* _Consegna A_
Per ciascuna delle affermazioni seguenti, indica con sì o no se concorda con il brano sui due Rosi e riporta tra virgolette le parole del brano che lo stabiliscono. (i) Francesco Rosi vinse il Leone d’oro nel 1963 con Le mani sulla città. (ii) Sacro GRA è stato il secondo documentario a vincere nella storia della mostra. (iii) Francesco Rosi reagì ai fischi della platea quando salì a ritirare il premio.

* _Brano di riferimento_
-------
Credo sia la prima volta che nei palmarès di un festival ritroviamo due autori dallo stesso cognome, e, se sbaglio, voi cinefili estremi che tutto sapete mi corriggerete. Il cognome è Rosi, naturalmente. Il primo Rosi (Francesco) il suo Leone d’oro l’ha vinto nel 1963 con Le mani sulla città, ripresentato in prima mondiale in versione restaurata proprio a questo Venezia Film Festival 2013. Film che è diventato un classico, e dunque Leone preveggente e ben dato. Eppure Rosi (Francesco) fu fischiatissimo dalla platea quando salì a ritirare il premio. Non gli perdonavano di aver lavato certi nostri panni sporchi in pubblico – speculazione edilizia selvaggia, malsani intrecci tra politica e affarismo – e furono buuh. Ma lui, imperturbabile (come mostrano i cinegiornali Luce dell’epoca), ritirò signorilmente il suo premio senza reagire. Passiamo a un altro festival, a un altro Rosi. In questo appena concluso Venezia Festival 2013 è stato Gianfranco Rosi a conquistarsi il Leone d’oro con il suo Sacro GRA, primo documentario a vincere nella storia della mostra. Riconoscimento secondo me ampiamente immeritato, come ho già scritto più di una volta su questo blog, e non voglio ulteriormente insistere sulla faccenda. Dico solo che Francesco batte Gianfranco, nonostante i 50 anni giusti passati, di molti punti.
-------
* _Voci in ingresso_

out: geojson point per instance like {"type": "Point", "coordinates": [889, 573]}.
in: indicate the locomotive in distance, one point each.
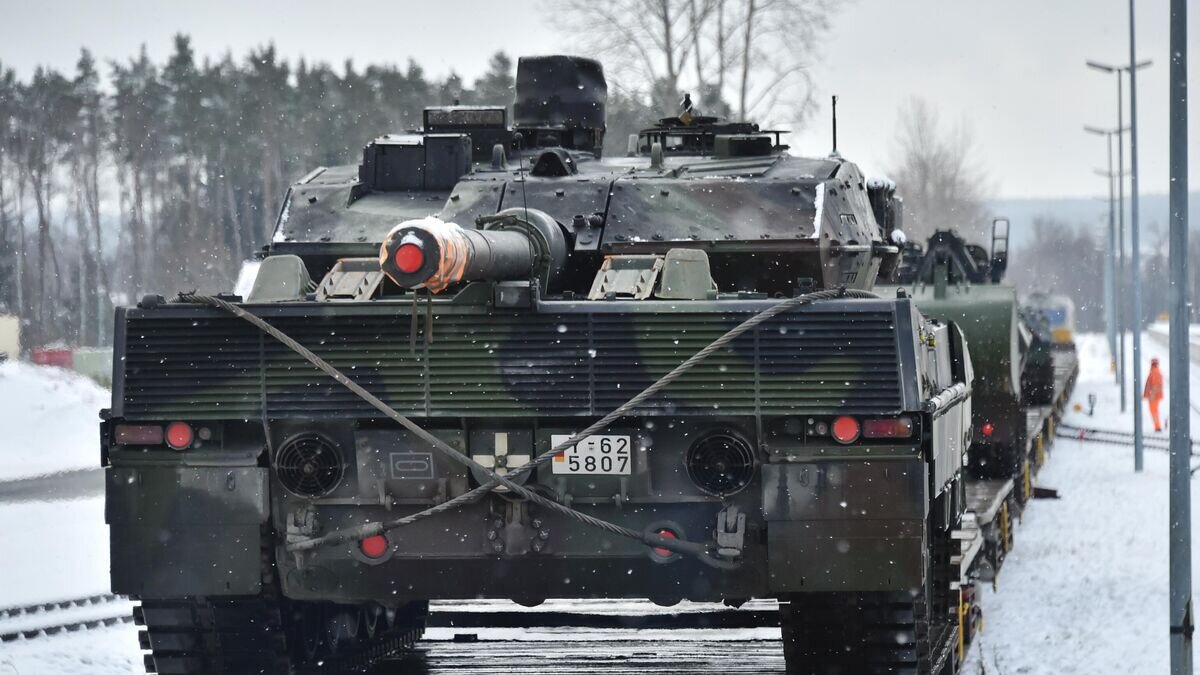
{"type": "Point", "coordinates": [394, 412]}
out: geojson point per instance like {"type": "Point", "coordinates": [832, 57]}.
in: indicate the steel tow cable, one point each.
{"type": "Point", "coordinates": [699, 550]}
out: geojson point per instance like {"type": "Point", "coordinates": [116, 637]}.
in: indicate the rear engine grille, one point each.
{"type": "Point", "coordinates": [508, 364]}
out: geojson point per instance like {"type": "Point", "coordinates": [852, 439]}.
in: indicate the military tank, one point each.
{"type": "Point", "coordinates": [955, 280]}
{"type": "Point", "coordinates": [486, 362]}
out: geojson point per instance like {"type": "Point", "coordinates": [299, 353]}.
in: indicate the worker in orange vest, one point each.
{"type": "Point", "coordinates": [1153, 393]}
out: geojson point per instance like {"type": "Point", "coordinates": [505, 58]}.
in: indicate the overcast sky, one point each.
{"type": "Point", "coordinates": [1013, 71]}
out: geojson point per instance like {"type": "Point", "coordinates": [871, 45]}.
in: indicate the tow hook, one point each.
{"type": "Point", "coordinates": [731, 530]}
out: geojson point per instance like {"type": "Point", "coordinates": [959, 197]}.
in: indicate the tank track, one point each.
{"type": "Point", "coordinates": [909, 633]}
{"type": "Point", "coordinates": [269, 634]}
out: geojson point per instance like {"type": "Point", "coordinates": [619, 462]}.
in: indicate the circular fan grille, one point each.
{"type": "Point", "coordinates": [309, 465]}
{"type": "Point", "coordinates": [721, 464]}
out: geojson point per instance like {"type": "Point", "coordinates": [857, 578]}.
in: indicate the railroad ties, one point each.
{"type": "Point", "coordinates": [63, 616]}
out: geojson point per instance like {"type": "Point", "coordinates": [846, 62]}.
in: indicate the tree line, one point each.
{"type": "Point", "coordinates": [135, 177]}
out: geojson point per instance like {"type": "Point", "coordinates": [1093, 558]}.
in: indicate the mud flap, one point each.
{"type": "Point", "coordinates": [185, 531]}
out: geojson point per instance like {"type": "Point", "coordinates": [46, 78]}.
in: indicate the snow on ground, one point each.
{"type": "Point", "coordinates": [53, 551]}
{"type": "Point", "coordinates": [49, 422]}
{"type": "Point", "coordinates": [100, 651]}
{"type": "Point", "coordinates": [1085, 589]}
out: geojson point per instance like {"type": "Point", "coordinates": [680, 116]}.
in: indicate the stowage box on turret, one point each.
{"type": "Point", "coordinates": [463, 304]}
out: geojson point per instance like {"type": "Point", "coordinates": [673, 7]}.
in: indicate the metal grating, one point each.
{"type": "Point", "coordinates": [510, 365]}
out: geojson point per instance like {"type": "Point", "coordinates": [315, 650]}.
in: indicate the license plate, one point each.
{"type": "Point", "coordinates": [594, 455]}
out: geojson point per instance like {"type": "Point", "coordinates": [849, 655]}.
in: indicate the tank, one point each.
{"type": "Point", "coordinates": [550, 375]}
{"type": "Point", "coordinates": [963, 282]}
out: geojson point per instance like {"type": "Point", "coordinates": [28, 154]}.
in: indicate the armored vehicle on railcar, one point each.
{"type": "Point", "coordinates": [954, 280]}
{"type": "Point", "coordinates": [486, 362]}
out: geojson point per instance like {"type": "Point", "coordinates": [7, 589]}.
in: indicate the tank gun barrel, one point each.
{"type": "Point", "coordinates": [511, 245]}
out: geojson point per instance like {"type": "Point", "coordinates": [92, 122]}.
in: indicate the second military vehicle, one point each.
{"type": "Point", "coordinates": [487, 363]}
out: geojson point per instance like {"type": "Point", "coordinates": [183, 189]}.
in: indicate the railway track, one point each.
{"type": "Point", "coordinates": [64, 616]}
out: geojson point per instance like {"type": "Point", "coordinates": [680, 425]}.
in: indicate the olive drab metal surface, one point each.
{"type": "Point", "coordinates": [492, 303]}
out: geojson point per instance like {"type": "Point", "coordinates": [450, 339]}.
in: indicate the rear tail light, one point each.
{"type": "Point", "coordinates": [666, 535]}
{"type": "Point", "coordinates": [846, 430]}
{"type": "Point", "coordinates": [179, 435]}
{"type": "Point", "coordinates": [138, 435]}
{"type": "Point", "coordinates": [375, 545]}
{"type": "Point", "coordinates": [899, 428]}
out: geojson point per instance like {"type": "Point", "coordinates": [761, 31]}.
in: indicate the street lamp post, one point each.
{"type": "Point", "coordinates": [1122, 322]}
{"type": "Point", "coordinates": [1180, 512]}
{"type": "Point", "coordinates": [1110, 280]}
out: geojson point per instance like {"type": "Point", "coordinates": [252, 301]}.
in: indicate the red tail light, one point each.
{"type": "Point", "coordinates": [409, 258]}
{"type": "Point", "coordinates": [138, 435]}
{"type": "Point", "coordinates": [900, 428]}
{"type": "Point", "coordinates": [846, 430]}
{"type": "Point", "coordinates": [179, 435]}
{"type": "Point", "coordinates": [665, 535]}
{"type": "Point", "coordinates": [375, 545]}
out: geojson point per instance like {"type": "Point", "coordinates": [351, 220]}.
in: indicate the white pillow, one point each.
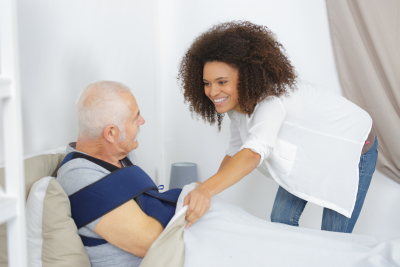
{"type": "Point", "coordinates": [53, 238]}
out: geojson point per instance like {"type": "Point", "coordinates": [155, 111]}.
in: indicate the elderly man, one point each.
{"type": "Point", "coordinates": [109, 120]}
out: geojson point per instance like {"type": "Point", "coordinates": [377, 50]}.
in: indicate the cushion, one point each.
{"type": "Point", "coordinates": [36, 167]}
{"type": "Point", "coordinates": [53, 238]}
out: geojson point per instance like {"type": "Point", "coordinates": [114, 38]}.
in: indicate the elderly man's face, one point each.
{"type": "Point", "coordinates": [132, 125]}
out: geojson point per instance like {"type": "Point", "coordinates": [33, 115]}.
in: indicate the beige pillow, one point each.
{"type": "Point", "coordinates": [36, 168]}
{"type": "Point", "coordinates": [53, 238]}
-------
* _Consegna B_
Estrai dalle voci qui sopra ogni riga che contiene la parola "military".

* _Risposta completa A_
(i) Sì: «Il primo Rosi (Francesco) il suo Leone d’oro l’ha vinto nel 1963 con Le mani sulla città».
(ii) No: «primo documentario a vincere nella storia della mostra».
(iii) No: «ritirò signorilmente il suo premio senza reagire».

* _Risposta completa B_
in: indicate the military tank, one point each.
in: indicate the second military vehicle, one point each.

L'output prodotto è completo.